▶ **DATA FOR PROCESSING**
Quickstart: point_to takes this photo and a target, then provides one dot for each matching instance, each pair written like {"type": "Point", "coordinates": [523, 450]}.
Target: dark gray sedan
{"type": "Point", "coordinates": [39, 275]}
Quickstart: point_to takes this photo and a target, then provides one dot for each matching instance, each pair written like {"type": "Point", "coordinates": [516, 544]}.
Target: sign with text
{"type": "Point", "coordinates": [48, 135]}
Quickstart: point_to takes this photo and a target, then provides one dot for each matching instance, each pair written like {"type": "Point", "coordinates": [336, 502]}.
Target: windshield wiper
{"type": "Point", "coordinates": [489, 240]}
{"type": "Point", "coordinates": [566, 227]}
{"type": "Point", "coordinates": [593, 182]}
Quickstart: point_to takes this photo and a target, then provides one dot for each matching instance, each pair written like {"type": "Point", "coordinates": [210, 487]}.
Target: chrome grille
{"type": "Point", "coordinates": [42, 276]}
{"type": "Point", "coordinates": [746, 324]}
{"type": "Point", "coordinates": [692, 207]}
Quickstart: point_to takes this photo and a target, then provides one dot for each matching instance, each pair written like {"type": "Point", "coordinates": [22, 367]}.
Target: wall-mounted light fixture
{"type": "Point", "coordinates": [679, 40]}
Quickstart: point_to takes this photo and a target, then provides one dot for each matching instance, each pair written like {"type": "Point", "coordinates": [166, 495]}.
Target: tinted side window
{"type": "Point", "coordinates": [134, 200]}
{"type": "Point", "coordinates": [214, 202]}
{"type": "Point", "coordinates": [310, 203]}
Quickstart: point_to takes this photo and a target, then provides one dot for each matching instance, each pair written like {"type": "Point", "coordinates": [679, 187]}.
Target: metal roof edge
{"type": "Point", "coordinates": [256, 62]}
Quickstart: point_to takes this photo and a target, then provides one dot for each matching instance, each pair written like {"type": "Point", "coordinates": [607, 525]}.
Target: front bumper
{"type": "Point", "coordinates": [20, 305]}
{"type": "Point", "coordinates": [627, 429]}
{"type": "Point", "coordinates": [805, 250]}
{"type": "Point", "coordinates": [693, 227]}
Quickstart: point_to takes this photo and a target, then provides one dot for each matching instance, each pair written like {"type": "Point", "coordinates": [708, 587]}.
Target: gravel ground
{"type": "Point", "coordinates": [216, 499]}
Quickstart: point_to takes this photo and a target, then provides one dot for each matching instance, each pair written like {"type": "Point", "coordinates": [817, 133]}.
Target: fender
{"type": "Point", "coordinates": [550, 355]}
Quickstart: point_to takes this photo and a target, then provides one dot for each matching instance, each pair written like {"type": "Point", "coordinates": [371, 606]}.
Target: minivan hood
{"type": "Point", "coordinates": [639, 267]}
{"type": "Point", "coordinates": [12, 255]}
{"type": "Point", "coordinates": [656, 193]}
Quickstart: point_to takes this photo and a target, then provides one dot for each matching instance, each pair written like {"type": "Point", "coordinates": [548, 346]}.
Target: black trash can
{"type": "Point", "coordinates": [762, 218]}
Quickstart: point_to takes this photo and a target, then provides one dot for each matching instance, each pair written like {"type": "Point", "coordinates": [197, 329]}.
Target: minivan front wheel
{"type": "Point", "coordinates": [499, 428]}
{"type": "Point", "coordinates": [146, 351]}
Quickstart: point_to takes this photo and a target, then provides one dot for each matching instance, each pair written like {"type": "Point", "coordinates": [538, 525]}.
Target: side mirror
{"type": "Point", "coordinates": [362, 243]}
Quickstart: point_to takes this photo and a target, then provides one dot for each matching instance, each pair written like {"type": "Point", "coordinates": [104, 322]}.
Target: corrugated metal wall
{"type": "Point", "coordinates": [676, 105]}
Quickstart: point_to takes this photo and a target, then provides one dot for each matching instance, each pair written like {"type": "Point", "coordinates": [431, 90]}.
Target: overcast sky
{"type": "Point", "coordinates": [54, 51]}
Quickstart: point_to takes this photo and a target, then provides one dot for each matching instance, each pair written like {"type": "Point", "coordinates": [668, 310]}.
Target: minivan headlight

▶ **YOUR OBJECTIVE**
For this exercise, repeat each line of the listing exactly.

▶ **RESPONSE TO THIS TASK**
Quickstart: point_to takes this photo and a target, then provides one dot for each matching instance, each pair written like {"type": "Point", "coordinates": [523, 450]}.
Target: dark gray sedan
{"type": "Point", "coordinates": [39, 275]}
Quickstart: point_to takes this photo and a target, then provides one dot for each matching instance, each pair written like {"type": "Point", "coordinates": [516, 544]}.
Target: sign with text
{"type": "Point", "coordinates": [48, 135]}
Quickstart: point_to takes this photo and a target, then provides one dot for each matching instance, each pair written like {"type": "Point", "coordinates": [336, 502]}.
Target: windshield wiper
{"type": "Point", "coordinates": [489, 240]}
{"type": "Point", "coordinates": [566, 227]}
{"type": "Point", "coordinates": [593, 182]}
Quickstart: point_to takes this photo and a target, then provides one dot for each matching instance, each pair written like {"type": "Point", "coordinates": [210, 487]}.
Target: chrome grille
{"type": "Point", "coordinates": [42, 276]}
{"type": "Point", "coordinates": [746, 324]}
{"type": "Point", "coordinates": [692, 207]}
Quickstart: point_to takes this photo and a target, then provides one dot for each matching instance, each pair written like {"type": "Point", "coordinates": [22, 367]}.
Target: wall-mounted light fixture
{"type": "Point", "coordinates": [679, 40]}
Quickstart: point_to takes this photo and a target, then provides one dot for each matching instance, each pair written like {"type": "Point", "coordinates": [166, 495]}.
Target: tinted side window
{"type": "Point", "coordinates": [134, 200]}
{"type": "Point", "coordinates": [214, 202]}
{"type": "Point", "coordinates": [310, 203]}
Quickstart: point_to takes this photo and a target, then provides one dot for each matching instance, each pair written like {"type": "Point", "coordinates": [679, 187]}.
Target: metal roof edge
{"type": "Point", "coordinates": [256, 62]}
Quickstart: point_to takes this photo and a target, then provides one dot for each matching instance, each pair written like {"type": "Point", "coordinates": [607, 525]}.
Target: front bumper
{"type": "Point", "coordinates": [20, 305]}
{"type": "Point", "coordinates": [627, 429]}
{"type": "Point", "coordinates": [805, 250]}
{"type": "Point", "coordinates": [693, 227]}
Quickstart: point_to takes this photo and a target, then provides one dot for each matching instance, each pair written like {"type": "Point", "coordinates": [708, 587]}.
Target: gravel ground
{"type": "Point", "coordinates": [216, 499]}
Quickstart: point_to takes this photo and a target, then provides one dot for each matching instance, each pair written like {"type": "Point", "coordinates": [817, 133]}.
Target: fender
{"type": "Point", "coordinates": [550, 355]}
Quickstart: point_to takes this photo and a target, then provides one dot for each matching instance, each pair written like {"type": "Point", "coordinates": [371, 606]}.
Target: minivan hood
{"type": "Point", "coordinates": [639, 267]}
{"type": "Point", "coordinates": [12, 255]}
{"type": "Point", "coordinates": [656, 193]}
Quickstart: point_to takes this photo and a target, then provides one dot for each matching instance, each pair written like {"type": "Point", "coordinates": [548, 346]}.
Target: black trash can
{"type": "Point", "coordinates": [762, 218]}
Quickstart: point_to takes this photo and a target, then provides one dot for each matching instance, each pair written like {"type": "Point", "coordinates": [197, 329]}.
Target: minivan front wheel
{"type": "Point", "coordinates": [499, 428]}
{"type": "Point", "coordinates": [146, 351]}
Quickstart: point_to takes this photo and a target, then provides one dot for each matching instance, each pair written like {"type": "Point", "coordinates": [538, 525]}.
Target: side mirror
{"type": "Point", "coordinates": [362, 243]}
Quickstart: point_to takes this photo and a target, then provides one dot for each matching instance, each pair written like {"type": "Point", "coordinates": [104, 322]}.
Target: corrugated metal wall
{"type": "Point", "coordinates": [676, 105]}
Quickstart: point_to takes this photo and a target, then provides one dot for each matching instance, each pair written like {"type": "Point", "coordinates": [431, 90]}.
Target: overcast sky
{"type": "Point", "coordinates": [54, 51]}
Quickstart: point_to takes this photo and a target, then provides one dot for each matching instance, each pair written like {"type": "Point", "coordinates": [668, 310]}.
Target: minivan headlight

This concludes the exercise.